[AIM]: Please render the lines from the one containing "the cloud, giving" through the one containing "Target: cloud", inclusive, as a Markdown table with the columns Row and Line. Number each line in Row, and skip any blank lines.
☆ ☆ ☆ ☆ ☆
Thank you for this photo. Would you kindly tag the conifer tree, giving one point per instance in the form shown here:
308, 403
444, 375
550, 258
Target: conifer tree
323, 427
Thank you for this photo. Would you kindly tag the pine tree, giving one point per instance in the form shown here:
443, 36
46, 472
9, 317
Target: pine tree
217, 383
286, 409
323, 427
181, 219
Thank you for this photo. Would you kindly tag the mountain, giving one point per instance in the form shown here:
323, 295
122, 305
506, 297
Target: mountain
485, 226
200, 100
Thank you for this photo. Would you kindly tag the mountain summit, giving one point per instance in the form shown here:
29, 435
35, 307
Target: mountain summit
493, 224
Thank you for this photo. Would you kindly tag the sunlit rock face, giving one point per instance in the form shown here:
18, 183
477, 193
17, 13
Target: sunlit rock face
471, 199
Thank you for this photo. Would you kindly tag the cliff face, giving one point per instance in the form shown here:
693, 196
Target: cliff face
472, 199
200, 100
☆ ☆ ☆ ☆ ☆
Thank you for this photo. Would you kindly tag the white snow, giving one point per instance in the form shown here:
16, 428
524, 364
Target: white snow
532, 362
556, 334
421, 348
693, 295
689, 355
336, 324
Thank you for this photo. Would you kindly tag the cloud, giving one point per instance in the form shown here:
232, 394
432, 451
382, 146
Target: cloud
☆ ☆ ☆ ☆ ☆
[FINAL RESULT]:
| Row | Line |
|---|---|
| 1 | Thank you for this photo. Would you kindly tag the cloud, giving one point per instance in the form shown here: |
| 2 | 232, 394 |
| 3 | 432, 451 |
| 4 | 382, 146 |
| 5 | Target: cloud |